■ **DATASET RECORDS**:
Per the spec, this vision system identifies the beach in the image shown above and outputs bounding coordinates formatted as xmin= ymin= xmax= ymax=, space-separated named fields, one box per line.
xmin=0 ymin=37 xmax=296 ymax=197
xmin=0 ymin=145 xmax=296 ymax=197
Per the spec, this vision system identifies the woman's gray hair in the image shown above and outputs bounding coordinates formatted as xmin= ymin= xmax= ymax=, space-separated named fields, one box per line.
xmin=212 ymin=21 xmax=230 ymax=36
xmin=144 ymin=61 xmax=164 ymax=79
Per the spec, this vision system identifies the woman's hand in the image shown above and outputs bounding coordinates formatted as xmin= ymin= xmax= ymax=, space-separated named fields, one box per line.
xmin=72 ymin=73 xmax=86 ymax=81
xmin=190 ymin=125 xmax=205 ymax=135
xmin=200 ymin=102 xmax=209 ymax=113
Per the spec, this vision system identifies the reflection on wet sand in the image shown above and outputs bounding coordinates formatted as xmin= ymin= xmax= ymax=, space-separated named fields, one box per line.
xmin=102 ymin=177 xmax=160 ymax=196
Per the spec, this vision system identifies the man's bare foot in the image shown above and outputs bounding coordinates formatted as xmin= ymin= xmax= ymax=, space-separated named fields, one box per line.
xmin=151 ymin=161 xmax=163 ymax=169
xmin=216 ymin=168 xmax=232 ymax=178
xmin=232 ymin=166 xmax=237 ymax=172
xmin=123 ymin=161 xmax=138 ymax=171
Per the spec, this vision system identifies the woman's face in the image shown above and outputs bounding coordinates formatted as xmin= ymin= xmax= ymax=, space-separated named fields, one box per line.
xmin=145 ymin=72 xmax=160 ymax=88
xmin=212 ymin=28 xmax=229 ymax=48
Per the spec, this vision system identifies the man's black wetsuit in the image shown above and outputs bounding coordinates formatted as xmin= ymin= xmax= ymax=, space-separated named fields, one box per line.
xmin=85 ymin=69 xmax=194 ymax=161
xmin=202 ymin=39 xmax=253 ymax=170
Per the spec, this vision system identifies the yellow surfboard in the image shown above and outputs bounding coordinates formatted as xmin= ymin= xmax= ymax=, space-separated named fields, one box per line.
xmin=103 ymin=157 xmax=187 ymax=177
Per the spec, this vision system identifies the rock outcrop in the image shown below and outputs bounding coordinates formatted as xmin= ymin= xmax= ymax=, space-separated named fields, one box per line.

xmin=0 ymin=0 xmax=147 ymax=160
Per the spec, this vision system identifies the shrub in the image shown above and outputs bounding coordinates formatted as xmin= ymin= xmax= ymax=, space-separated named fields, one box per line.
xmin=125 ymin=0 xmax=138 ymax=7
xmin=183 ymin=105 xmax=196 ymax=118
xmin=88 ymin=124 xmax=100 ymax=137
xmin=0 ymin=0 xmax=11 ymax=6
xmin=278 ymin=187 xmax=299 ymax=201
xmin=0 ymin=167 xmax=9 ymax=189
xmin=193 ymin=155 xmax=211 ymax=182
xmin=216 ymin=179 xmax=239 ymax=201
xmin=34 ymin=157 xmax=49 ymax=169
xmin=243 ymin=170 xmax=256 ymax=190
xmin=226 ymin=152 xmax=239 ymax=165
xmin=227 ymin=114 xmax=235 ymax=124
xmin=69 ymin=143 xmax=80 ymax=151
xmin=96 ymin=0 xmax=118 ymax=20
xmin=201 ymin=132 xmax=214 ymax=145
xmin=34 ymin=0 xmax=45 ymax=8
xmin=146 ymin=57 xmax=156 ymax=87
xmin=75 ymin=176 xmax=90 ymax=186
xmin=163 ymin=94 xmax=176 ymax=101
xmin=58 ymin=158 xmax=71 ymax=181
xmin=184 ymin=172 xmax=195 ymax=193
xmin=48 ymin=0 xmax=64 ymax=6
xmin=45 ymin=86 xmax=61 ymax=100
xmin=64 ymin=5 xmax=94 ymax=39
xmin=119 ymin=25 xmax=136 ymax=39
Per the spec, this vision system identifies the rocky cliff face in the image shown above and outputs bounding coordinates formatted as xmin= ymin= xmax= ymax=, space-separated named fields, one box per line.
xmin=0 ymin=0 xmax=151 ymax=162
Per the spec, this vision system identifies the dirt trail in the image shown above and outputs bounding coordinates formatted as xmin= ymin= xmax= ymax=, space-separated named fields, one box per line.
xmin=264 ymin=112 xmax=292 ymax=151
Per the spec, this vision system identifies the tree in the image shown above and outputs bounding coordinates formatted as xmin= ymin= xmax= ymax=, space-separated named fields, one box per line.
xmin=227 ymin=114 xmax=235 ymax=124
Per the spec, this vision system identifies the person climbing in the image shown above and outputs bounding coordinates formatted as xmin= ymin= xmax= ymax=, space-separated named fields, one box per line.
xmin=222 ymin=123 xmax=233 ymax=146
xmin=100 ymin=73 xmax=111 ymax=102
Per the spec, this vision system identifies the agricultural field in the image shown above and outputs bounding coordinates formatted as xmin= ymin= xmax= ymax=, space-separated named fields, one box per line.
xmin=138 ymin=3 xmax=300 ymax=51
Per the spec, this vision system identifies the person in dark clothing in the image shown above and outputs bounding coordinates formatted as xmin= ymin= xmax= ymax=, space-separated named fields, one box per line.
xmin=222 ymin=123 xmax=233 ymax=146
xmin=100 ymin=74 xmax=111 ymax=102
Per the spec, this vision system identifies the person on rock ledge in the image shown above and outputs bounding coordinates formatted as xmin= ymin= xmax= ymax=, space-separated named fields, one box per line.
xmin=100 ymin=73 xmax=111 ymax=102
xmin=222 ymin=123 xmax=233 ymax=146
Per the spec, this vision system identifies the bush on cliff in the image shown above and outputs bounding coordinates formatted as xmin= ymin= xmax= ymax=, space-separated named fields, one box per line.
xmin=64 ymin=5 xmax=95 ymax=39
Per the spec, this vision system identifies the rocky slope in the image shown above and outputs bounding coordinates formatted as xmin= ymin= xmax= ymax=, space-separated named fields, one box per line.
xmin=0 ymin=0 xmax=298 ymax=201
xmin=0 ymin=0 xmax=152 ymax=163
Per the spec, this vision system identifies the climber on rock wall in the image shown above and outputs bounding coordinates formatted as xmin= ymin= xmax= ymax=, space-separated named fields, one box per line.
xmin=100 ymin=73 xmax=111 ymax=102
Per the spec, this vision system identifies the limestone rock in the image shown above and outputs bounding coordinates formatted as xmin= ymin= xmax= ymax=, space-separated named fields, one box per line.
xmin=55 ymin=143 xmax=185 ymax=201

■ **OBJECTIVE**:
Please state how many lines of the records contain the string "person". Case counts, and the reply should be the number alone.

■ **THE RESPONSE**:
3